■ DIRECTIONS ■
Your output should be the lines of the data that follow, reproduced exactly from the first through the line bearing "for every instance of the concentric".

┌──

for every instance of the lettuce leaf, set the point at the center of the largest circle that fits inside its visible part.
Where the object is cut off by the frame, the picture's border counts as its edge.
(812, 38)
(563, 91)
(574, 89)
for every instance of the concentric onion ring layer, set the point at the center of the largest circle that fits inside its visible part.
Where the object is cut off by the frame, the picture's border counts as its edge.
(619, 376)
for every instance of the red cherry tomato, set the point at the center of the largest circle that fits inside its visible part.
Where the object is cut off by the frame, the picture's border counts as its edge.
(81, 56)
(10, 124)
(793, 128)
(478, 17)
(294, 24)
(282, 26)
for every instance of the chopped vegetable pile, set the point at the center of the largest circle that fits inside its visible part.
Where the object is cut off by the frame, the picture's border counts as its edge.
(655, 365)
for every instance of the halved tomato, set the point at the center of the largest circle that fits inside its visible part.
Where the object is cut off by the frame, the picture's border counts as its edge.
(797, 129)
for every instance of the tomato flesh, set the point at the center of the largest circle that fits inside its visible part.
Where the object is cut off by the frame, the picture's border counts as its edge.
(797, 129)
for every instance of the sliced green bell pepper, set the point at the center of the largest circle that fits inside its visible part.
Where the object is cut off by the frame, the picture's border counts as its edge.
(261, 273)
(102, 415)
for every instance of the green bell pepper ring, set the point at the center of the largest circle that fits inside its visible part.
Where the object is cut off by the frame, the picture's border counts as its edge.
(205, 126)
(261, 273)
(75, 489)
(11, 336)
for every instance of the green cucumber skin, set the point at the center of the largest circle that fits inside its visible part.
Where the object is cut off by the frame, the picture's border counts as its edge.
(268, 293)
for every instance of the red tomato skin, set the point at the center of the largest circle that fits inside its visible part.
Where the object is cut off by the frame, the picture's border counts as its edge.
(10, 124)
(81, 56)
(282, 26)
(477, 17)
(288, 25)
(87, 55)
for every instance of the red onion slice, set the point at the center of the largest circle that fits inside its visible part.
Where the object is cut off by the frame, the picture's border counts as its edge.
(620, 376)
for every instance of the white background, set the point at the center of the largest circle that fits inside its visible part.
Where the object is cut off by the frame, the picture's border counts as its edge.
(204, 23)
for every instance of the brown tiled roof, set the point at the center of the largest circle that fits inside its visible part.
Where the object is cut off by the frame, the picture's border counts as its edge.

└──

■ OUTPUT OF THE TASK ■
for every instance of the lettuce leaf, set the point at the center of the largest circle that fits inside its visible part.
Where the object is cut off by the frame, the picture's border counts as its edge.
(812, 38)
(563, 91)
(574, 89)
for every instance of the concentric onion ring layer, set the point at the center of the largest circle that fits inside its visible part.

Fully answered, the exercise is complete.